**Exercise instructions**.
- A) Answer these questions using the thread about plywood fire ratings:
(i) What construction type does the first post give for the facility?
(ii) What flame spread class does the first post list for corridors?
(iii) According to the reply, what must the plywood be attached directly to?
- B) Extend the thread about plywood fire ratings, starting right after its final sentence.

**Text provided**.
(begin)

# Fire/Flame Resistant Properites of Interior Plywood



## Ryan Schultz (Sep 14, 2015)

We have fully sprinklered, Construction Type 2B, A-3 (Assembly) facility in a 2009 IBC jurisdiction.

We have a wall assembly with exterior metal panels attached to horizontal metal girts, as illustrated on 6A/A-601 on this sheet...

https://www.dropbox.com/s/xailx9lkfuh8zqb/XSC%20-%20A-601%20-%20Section%20Details%20-%20Exterior%20Envelope.pdf?dl=0

Question,

Does the interior plywood in this wall assembly have be fire retardant, per (Section 603), or is it possible, invoking section (803.11.1) & (TABLE 803.9), for this interior plywood to simply have the following flame spreads?...

Exit enclosures and exit passageways = B

Corridors = B

Rooms and enclosed spaces = C

Here's the entire CD set, if you need it: https://www.dropbox.com/s/ffgn932orvir0c0/20150814%20-%20XSC%20-%20Permit%20Drawings.pdf.pdf?dl=0

Thanks for the Help, Ryan

OpeningDesign.com


----------



## RLGA (Sep 14, 2015)

If the exterior wall is not required to be fire-resistance-rated, then the finished plywood can be considered an_​ interior wall and ceiling finish _per subparagraph 7 of IBC Section 603.1.  The plywood needs to be attached directly to the noncombustible construction (i.e. metal girts).  Since this is equivalent to "set-out construction" per IBC Section 803.11.2 because of the open space between the plywood and the exterior sheathing, the plywood would need to have a Class A finish or comply with one of the three options in IBC Section 803.11.1.1.  If the later, the plywood will need to have a Class B finish.

(end)

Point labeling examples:
(begin)

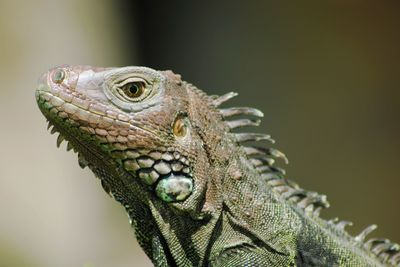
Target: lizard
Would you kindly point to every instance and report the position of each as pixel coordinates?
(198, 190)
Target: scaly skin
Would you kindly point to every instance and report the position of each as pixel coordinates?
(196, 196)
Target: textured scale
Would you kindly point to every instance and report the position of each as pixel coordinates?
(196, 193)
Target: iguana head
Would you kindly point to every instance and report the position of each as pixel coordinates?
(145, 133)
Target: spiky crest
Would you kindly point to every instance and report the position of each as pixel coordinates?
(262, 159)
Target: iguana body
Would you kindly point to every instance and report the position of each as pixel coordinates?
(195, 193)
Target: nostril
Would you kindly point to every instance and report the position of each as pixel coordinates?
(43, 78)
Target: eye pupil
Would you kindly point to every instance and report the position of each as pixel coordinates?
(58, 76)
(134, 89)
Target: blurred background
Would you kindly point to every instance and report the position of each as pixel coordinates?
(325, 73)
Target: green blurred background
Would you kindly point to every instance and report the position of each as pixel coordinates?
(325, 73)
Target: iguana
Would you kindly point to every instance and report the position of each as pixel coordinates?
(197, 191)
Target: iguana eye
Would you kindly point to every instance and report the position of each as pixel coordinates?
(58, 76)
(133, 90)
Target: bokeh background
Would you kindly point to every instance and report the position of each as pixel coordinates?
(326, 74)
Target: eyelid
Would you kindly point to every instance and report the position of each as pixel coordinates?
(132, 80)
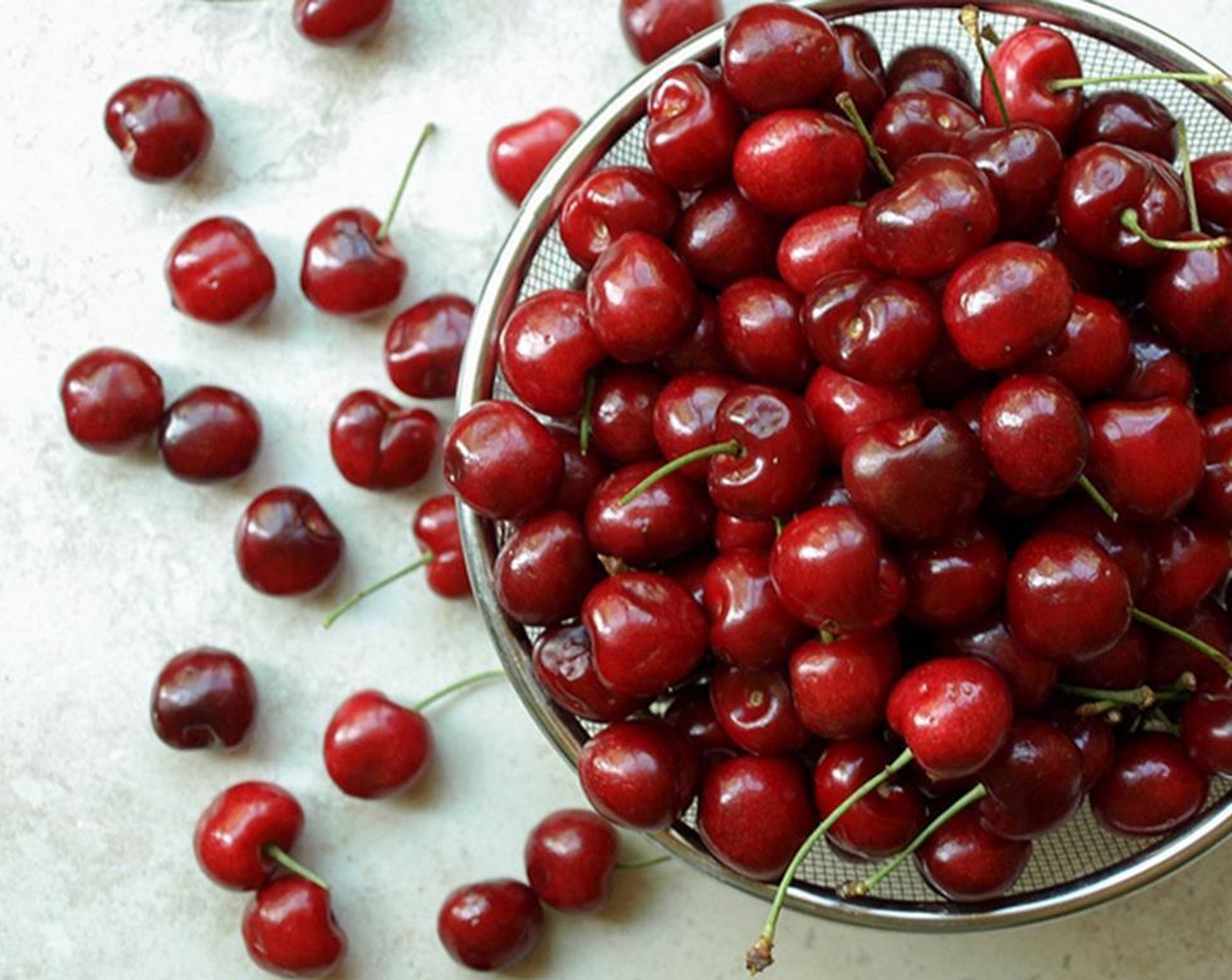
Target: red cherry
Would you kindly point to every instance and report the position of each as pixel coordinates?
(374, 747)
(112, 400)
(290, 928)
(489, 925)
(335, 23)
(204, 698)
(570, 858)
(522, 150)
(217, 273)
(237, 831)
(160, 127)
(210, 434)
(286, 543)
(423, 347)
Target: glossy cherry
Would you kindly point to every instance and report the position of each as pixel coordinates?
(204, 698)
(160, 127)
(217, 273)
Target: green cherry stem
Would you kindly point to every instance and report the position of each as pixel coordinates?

(end)

**Responses by task**.
- A)
(i) Construction Type 2B
(ii) B
(iii) Noncombustible construction, that is, the metal girts

- B)
Something to keep in mind, but not applicable in this case, is if the plywood was attached to metal studs and the design of the metal-stud walls is based on composite construction by relying on the applied sheathing to give the added strength.  Composite construction allows metal studs to be slightly smaller, have a greater spacing, and/or allowed to be higher without additional bracing.  Since the metal studs per the composite construction method rely on sheathing applied to both sides of the studs for its strength, then the materials providing that strength should also be noncombustible (e.g. gypsum board).  If the metal studs are designed based on noncomposite construction (i.e. does not rely on sheathing for the required strength), then the plywood could be applied directly to the studs just like that described above for the metal girts.


----------



## Ryan Schultz (Sep 16, 2015)

Thanks Ron,

Unfortunately the presiding code official does not agree.

Their view is that 803.11.1.1 only applies to interior finishes on the interior of a building, not on the interior side of an exterior wall.

Would this be your interpretation as well?


----------



## RLGA (Sep 16, 2015)

Have them read the definition of _interior wall and ceiling finish_.  The definition includes a reference to _interior surfaces_, which is defined as surfaces that are "other than weather exposed surfaces."  The inside surface of an exterior wall is an interior surface and the exposed material is the interior wall finish.


----------



## Ryan Schultz (Sep 16, 2015)

I see in the SECTION 603 COMBUSTIBLE MATERIAL IN TYPE I AND II CONSTRUCTION

...of the 2012 code, that there's a slight clarification, through exception: 7. Interior wall and ceiling finishes installed in accordance with Sections 801 and 803.

Do you know if there's anything in the 2009, I could use that would be in alignment with this exception 7 in the 2012 code?

Thanks Much, Ryan


----------



## Ryan Schultz (Sep 16, 2015)

> Have them read the definition of interior wall and ceiling finish. The definition includes a reference to interior surfaces, which is defined as surfaces that are "other than weather exposed surfaces." The inside surface of an exterior wall is an interior surface and the exposed material is the interior wall finish.


I'll try...

This would be a big ticket item, otherwise.  :|

Thanks for the Help!

Ryan


----------



## RLGA (Sep 16, 2015)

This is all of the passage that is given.